**Detalles del problema**
Reescribe todas las líneas de los datos, sin omitir ninguna, y desplaza en -86 cada coordenada de las respuestas. Las coordenadas del formato indicado quedan igual.

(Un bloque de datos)
________
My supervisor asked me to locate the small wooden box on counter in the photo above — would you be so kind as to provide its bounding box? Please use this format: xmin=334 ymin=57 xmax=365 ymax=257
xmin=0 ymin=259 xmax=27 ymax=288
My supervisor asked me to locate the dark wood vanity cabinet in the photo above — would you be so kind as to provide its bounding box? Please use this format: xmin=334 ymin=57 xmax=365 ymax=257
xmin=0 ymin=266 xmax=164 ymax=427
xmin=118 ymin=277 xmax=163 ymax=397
________
**Salida completa**
My supervisor asked me to locate the small wooden box on counter in the photo above — would you be so kind as to provide its bounding box? Please use this format: xmin=334 ymin=57 xmax=365 ymax=257
xmin=-86 ymin=173 xmax=-59 ymax=202
My supervisor asked me to locate the dark wood vanity cabinet in the photo above — would you be so kind as to provide its bounding box? Please use this format: xmin=334 ymin=57 xmax=365 ymax=257
xmin=-86 ymin=180 xmax=78 ymax=341
xmin=32 ymin=191 xmax=77 ymax=311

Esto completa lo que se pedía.